Reproduce all of the data below verbatim, keeping every line in its original order and wording.

### Dataset records

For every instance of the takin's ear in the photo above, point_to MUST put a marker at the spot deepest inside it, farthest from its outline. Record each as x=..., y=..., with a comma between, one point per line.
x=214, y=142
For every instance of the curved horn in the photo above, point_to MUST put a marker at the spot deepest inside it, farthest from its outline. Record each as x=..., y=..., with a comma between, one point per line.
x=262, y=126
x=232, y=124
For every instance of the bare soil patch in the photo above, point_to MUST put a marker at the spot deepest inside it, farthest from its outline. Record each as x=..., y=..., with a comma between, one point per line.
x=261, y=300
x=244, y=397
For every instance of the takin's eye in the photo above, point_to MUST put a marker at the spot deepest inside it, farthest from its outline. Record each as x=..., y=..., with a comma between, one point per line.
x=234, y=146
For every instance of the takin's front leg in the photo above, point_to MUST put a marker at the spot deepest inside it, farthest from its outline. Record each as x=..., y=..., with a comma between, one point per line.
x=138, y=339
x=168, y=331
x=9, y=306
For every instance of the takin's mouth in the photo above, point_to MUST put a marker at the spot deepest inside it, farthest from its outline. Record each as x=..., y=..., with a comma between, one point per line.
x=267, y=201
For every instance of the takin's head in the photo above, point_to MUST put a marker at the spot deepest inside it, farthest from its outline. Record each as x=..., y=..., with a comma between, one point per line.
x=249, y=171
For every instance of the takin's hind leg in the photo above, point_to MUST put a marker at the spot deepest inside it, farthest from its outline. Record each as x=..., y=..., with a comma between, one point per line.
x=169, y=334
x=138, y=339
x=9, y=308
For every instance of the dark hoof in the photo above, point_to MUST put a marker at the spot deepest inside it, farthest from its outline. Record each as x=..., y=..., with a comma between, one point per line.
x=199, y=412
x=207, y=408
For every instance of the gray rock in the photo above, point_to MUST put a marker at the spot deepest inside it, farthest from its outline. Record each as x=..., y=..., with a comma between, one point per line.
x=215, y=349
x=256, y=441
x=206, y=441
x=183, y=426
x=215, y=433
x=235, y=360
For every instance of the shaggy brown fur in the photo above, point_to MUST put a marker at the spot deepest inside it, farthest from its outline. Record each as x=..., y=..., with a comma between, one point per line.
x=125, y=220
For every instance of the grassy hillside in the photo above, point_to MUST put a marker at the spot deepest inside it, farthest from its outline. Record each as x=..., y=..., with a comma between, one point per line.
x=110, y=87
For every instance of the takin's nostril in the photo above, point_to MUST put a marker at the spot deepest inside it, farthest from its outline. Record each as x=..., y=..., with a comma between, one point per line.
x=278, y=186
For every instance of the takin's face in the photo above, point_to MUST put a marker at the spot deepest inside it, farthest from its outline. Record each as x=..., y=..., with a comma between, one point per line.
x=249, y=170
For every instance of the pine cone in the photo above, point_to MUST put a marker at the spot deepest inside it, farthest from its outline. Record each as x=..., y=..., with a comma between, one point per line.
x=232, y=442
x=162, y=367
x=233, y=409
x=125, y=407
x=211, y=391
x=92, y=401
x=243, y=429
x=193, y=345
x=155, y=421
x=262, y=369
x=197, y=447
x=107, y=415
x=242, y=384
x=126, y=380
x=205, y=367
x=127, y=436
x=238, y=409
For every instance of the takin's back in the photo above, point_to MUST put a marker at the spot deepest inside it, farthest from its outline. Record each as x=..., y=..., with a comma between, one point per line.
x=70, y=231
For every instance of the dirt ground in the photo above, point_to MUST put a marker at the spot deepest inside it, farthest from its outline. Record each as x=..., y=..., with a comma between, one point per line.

######

• [Correct result]:
For every instance of the takin's ear in the photo above, point_to MUST put a marker at the spot deepest inside it, farthest from its outline. Record each as x=..., y=..., with a comma between, one point per line.
x=214, y=142
For every instance of the curved horn in the photo above, point_to MUST put a marker at the spot deepest inside it, farthest from its outline. Record each as x=..., y=..., with a comma between, one point per line.
x=262, y=126
x=232, y=124
For every instance of the bare soil patch in the photo above, point_to MUST put a marker at the spot deepest inside it, farthest from its outline. Record each as x=..., y=..., with a comma between, one point per line.
x=261, y=300
x=244, y=397
For every instance of the takin's eye in the photo above, point_to MUST put a marker at the spot deepest inside it, farthest from its outline. Record each as x=..., y=..., with a comma between, one point per line.
x=234, y=146
For every instance of the takin's front leg in the photo above, point_to MUST put a marker at the spot deepest inside it, farthest from its outline. Record each as x=..., y=..., with a comma between, one point per line.
x=138, y=339
x=168, y=331
x=9, y=306
For every instance of the takin's mouth in the photo above, point_to MUST put a marker at the spot deepest inside it, farthest from its outline. Record each as x=..., y=..., with a comma between, one point per line.
x=267, y=201
For every instance of the takin's head in the photo above, point_to MUST put a marker at the spot deepest inside it, farthest from its outline. Record each as x=..., y=..., with a comma between, one point per line.
x=249, y=171
For every instance of the takin's hind leg in the photo above, point_to MUST put a marker at the spot deepest inside it, farthest from its outline. Record each as x=..., y=..., with a comma between, one point per line.
x=169, y=334
x=138, y=339
x=9, y=308
For every instance of the dark hoof in the photo above, point_to MUST put a marker at the spot deepest inside it, farthest from its outline. Record each as x=..., y=..., with a comma between, one point per line.
x=199, y=412
x=207, y=408
For every instance of the gray rock in the photo above, point_to MUST put a marker at the spot deepest inside it, farthest from its outline. Record each as x=..., y=..., with a comma between, one point per line.
x=215, y=349
x=256, y=441
x=206, y=441
x=183, y=426
x=215, y=433
x=235, y=360
For every instance of the shaggy brown fur in the photo above, point_to MUST put a marker at the spot deepest inside it, farthest from its outline. Record each as x=..., y=..., with a comma between, one point per line.
x=125, y=220
For every instance of the grassy hillside in the photo above, point_to MUST put a marker at the spot deepest inside it, farthest from its outline. Record each as x=..., y=..., with a comma between, one point per line.
x=110, y=87
For every instance of the takin's nostril in the photo above, point_to MUST put a marker at the spot deepest inside it, farthest from its outline. Record each as x=..., y=..., with a comma between, one point per line.
x=278, y=186
For every instance of the takin's face in the photo above, point_to MUST put a marker at the spot deepest inside it, farthest from its outline. Record each as x=..., y=..., with a comma between, one point per line.
x=249, y=170
For every instance of the pine cone in the photo above, point_to MUST put a marker at the spot deepest inside it, farthest from its outline. Record each as x=..., y=..., with a comma between, one point per line.
x=232, y=442
x=162, y=367
x=233, y=409
x=125, y=407
x=211, y=391
x=92, y=401
x=243, y=429
x=193, y=345
x=155, y=421
x=262, y=369
x=197, y=447
x=107, y=415
x=242, y=384
x=126, y=380
x=205, y=367
x=127, y=436
x=238, y=409
For every instance of the takin's back in the photo above, point_to MUST put a marker at the spot deepest inside it, farthest from its outline. Record each as x=..., y=..., with a comma between, one point per line.
x=70, y=231
For every instance of the dirt ground in the photo above, point_to MUST put a marker at the spot deepest inside it, farthest from its outline. Record each as x=..., y=..., with a comma between, one point per line.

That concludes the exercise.